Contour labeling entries
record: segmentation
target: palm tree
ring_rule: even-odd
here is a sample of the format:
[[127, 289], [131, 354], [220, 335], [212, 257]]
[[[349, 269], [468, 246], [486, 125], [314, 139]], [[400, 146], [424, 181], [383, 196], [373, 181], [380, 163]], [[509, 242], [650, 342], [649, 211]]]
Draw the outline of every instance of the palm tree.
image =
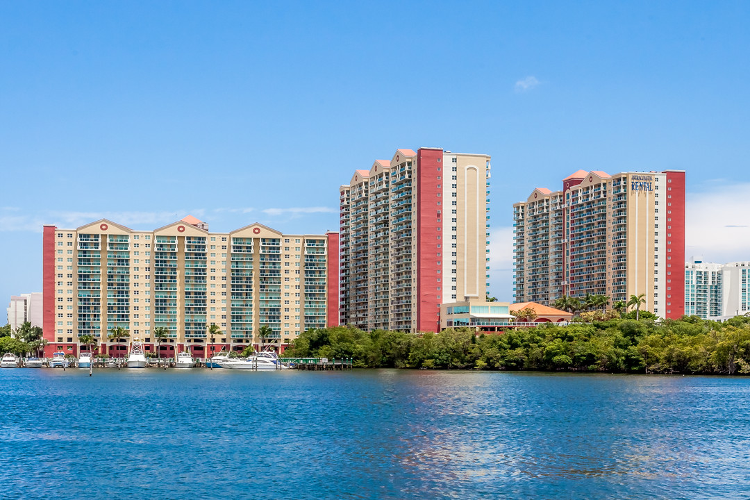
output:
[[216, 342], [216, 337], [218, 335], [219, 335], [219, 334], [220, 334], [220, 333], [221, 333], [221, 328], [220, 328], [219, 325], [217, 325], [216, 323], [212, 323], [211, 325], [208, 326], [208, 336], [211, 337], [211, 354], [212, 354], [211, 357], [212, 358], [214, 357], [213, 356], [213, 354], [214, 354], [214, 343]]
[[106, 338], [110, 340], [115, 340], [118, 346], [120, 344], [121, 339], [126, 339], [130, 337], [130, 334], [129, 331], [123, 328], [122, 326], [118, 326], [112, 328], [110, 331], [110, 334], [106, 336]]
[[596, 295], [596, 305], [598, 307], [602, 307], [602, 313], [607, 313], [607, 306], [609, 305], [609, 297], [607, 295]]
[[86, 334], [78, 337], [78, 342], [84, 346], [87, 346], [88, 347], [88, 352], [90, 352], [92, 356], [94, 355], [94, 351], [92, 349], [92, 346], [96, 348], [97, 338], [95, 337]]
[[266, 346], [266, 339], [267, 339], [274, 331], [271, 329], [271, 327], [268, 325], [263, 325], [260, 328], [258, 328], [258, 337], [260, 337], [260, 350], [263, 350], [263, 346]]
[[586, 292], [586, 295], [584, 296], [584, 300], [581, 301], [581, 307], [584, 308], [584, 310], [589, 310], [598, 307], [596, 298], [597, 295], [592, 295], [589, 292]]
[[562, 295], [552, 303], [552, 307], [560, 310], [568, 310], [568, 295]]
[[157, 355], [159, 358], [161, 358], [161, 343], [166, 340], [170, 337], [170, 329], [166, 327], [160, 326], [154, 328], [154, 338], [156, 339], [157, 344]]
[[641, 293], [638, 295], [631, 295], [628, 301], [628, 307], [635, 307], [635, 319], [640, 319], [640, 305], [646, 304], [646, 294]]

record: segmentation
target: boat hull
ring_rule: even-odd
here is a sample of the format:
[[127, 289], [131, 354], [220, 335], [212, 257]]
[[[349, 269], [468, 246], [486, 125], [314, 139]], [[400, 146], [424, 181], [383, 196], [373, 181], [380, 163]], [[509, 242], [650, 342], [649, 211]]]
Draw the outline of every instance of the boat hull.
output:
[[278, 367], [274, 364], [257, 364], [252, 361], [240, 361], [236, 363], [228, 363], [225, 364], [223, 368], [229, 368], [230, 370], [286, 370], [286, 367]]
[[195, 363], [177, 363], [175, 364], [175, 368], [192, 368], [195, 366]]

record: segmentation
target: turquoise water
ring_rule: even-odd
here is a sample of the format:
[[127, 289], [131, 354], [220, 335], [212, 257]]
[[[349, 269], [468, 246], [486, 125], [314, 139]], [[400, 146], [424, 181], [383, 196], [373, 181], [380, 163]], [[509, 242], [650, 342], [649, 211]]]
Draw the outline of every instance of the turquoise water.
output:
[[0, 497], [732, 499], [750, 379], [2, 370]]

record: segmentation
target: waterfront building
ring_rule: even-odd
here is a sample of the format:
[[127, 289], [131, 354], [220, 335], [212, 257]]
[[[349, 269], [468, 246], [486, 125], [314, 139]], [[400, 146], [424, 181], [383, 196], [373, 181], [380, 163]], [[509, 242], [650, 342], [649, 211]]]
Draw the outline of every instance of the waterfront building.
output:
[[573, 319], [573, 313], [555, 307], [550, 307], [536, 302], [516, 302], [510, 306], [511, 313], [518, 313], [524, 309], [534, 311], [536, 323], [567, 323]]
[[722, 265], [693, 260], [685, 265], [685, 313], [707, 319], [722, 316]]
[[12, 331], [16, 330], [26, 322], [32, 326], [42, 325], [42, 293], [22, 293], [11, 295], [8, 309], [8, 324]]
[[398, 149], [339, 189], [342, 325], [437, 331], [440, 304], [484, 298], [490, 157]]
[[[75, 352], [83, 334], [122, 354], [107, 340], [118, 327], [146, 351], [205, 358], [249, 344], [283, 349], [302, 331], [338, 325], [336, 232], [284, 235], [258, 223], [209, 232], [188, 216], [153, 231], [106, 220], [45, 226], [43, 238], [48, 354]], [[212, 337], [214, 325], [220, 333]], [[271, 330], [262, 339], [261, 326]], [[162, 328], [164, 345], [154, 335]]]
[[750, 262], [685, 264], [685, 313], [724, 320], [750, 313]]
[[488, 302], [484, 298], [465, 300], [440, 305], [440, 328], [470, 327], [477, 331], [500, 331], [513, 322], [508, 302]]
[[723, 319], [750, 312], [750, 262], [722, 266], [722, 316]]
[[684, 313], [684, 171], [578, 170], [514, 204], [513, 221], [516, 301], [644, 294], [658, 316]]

Instructions to follow
Copy out every item above word for word, but leave out the pictures.

Written solution
record: segmentation
target: palm tree
ring_rule: even-odd
here is a sample of the format:
[[127, 289], [131, 354], [220, 335], [212, 257]]
[[[349, 269], [468, 246], [486, 125], [314, 139]], [[400, 146], [424, 181], [383, 196], [373, 181], [380, 163]], [[509, 242], [650, 342], [649, 211]]]
Draw the outline of every instance of the palm tree.
image =
output:
[[216, 342], [216, 337], [218, 335], [219, 335], [219, 334], [220, 334], [220, 333], [221, 333], [221, 328], [220, 328], [219, 325], [217, 325], [216, 323], [212, 323], [211, 325], [208, 326], [208, 336], [211, 337], [211, 354], [212, 354], [211, 357], [212, 358], [214, 357], [213, 356], [213, 354], [214, 354], [214, 343]]
[[106, 338], [110, 340], [115, 340], [118, 346], [120, 344], [121, 339], [126, 339], [130, 337], [130, 334], [129, 331], [123, 328], [122, 326], [118, 326], [112, 328], [110, 331], [110, 334], [106, 336]]
[[596, 295], [596, 305], [598, 307], [602, 307], [602, 313], [607, 313], [607, 306], [609, 305], [609, 297], [607, 295]]
[[86, 334], [78, 337], [78, 342], [84, 346], [87, 346], [88, 347], [88, 352], [90, 352], [92, 356], [94, 355], [94, 351], [92, 349], [92, 346], [96, 348], [97, 338], [95, 337]]
[[266, 346], [266, 339], [267, 339], [274, 331], [271, 329], [271, 327], [268, 325], [263, 325], [260, 328], [258, 328], [258, 337], [260, 337], [260, 350], [263, 350], [263, 346]]
[[586, 292], [586, 295], [584, 296], [584, 300], [581, 301], [581, 307], [584, 308], [584, 310], [589, 310], [598, 307], [596, 298], [597, 295], [592, 295], [589, 292]]
[[562, 295], [552, 303], [552, 307], [560, 310], [568, 310], [568, 295]]
[[157, 355], [159, 358], [161, 358], [161, 343], [166, 340], [170, 337], [170, 329], [166, 327], [160, 326], [154, 328], [154, 338], [156, 339], [157, 344]]
[[641, 293], [638, 295], [631, 295], [628, 301], [628, 307], [635, 307], [635, 319], [640, 319], [640, 305], [646, 304], [646, 294]]

record: segmentation
target: boat hull
ring_rule: even-odd
here is a sample of the format:
[[127, 289], [131, 354], [220, 335], [212, 257]]
[[[349, 269], [468, 246], [486, 125], [314, 139]], [[400, 146], [424, 181], [383, 196], [373, 181], [380, 163]], [[509, 242], [650, 342], [649, 211]]]
Draw the outline of every instance of the boat hull.
output:
[[278, 367], [274, 364], [257, 364], [252, 361], [240, 361], [236, 363], [228, 363], [225, 364], [223, 368], [229, 368], [230, 370], [286, 370], [286, 367]]
[[195, 363], [177, 363], [175, 364], [175, 368], [192, 368], [195, 366]]

record: segmentation
target: turquoise water
ring_rule: even-odd
here is a sample of the format:
[[127, 289], [131, 354], [220, 335], [212, 257]]
[[[349, 269], [468, 246], [486, 125], [314, 139]], [[400, 146], [424, 181], [383, 196], [373, 181], [380, 163]], [[509, 242], [650, 342], [649, 211]]]
Draw the outline of every instance of the turquoise water.
output:
[[0, 497], [732, 499], [750, 379], [2, 370]]

record: segmentation
target: waterfront building
ring_rule: even-odd
here is a sample of the format:
[[127, 289], [131, 354], [220, 335], [212, 257]]
[[[349, 269], [468, 246], [486, 125], [314, 139]], [[400, 146], [424, 181], [383, 196], [373, 181], [380, 163]], [[509, 242], [650, 342], [649, 211]]]
Draw the outline of every instance of the waterfront building.
output:
[[573, 319], [573, 313], [555, 307], [550, 307], [536, 302], [516, 302], [510, 306], [511, 313], [518, 313], [524, 309], [534, 311], [536, 323], [567, 323]]
[[722, 265], [693, 260], [685, 265], [685, 313], [707, 319], [722, 316]]
[[12, 331], [16, 330], [26, 322], [32, 326], [42, 325], [42, 293], [22, 293], [11, 295], [8, 309], [8, 324]]
[[398, 149], [339, 189], [342, 325], [437, 331], [440, 304], [484, 298], [490, 157]]
[[[75, 352], [83, 334], [122, 354], [107, 340], [118, 327], [146, 351], [205, 358], [249, 344], [283, 349], [302, 331], [338, 325], [336, 232], [284, 235], [258, 223], [209, 232], [188, 216], [153, 231], [106, 220], [45, 226], [43, 238], [48, 354]], [[212, 337], [214, 325], [220, 333]], [[271, 330], [262, 339], [261, 326]], [[162, 328], [164, 345], [154, 335]]]
[[750, 262], [685, 264], [685, 313], [724, 320], [750, 313]]
[[488, 302], [484, 298], [465, 300], [440, 305], [440, 328], [470, 327], [477, 331], [500, 331], [513, 322], [508, 302]]
[[723, 319], [750, 312], [750, 262], [722, 266], [722, 316]]
[[684, 313], [684, 171], [578, 170], [514, 204], [513, 221], [516, 301], [644, 294], [658, 316]]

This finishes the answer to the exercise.